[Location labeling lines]

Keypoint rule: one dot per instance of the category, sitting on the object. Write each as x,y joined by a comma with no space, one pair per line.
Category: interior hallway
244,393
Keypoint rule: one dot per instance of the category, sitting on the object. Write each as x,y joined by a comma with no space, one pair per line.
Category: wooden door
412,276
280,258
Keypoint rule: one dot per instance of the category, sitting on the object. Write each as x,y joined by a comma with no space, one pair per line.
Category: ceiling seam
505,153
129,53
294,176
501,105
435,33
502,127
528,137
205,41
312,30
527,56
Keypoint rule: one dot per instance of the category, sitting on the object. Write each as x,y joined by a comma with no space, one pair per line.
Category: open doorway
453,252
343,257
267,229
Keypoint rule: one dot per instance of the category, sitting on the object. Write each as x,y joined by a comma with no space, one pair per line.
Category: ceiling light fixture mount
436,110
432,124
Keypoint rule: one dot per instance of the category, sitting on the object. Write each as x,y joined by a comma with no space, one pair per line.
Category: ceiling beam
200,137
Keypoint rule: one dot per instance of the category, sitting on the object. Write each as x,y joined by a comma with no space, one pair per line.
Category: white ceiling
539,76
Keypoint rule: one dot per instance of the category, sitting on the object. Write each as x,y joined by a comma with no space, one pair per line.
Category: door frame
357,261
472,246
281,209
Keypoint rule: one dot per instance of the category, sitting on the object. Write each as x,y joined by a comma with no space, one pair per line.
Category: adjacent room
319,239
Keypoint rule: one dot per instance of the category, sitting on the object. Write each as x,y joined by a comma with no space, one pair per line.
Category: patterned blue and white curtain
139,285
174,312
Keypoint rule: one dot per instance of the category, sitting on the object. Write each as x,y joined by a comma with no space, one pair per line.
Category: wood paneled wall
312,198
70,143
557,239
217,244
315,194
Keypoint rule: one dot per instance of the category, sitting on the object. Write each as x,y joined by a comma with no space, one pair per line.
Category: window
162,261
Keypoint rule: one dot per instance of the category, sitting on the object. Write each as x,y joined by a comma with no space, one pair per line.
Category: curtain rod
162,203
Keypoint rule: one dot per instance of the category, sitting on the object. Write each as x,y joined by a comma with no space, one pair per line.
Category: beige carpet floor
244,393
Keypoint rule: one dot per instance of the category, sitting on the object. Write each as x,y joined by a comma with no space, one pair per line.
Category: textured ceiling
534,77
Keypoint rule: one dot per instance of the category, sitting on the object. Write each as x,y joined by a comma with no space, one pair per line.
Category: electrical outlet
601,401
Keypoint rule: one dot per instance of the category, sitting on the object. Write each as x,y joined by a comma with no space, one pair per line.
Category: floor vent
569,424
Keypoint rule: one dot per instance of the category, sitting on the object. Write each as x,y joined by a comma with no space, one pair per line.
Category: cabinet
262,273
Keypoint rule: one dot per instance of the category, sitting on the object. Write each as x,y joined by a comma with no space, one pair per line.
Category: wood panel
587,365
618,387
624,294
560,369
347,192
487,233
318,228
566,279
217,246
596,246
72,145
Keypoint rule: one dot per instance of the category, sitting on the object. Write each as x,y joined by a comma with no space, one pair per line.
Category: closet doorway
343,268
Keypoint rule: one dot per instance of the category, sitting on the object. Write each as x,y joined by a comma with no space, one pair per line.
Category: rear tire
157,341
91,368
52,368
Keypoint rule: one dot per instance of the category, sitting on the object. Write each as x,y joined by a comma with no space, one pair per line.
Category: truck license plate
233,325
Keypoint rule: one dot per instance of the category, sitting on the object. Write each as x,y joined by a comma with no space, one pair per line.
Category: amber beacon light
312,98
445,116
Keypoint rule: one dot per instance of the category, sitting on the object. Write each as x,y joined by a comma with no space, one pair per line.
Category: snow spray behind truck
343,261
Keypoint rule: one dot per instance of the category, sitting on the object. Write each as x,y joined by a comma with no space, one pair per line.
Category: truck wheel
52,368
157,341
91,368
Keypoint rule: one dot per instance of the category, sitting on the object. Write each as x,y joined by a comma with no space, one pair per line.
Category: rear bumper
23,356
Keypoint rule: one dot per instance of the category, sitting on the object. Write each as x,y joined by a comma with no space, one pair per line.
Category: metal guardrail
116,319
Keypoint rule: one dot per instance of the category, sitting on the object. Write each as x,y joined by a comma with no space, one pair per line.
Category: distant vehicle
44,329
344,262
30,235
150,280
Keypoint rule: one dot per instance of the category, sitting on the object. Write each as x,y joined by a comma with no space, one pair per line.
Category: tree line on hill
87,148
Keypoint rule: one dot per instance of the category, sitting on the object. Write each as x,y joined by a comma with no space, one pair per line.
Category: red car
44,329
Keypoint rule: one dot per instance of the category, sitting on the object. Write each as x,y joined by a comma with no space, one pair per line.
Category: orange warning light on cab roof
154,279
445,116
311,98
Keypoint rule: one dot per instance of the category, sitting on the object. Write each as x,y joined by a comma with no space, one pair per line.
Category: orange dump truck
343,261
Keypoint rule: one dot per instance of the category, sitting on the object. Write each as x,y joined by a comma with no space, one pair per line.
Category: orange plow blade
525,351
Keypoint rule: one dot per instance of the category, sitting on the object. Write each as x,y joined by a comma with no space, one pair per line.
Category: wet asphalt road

-- TO DO --
Gather every line above that contains the word "orange" and copy each one out.

-- THE RESPONSE --
Category: orange warning light on cab roof
Category: orange dump truck
Category: orange plow blade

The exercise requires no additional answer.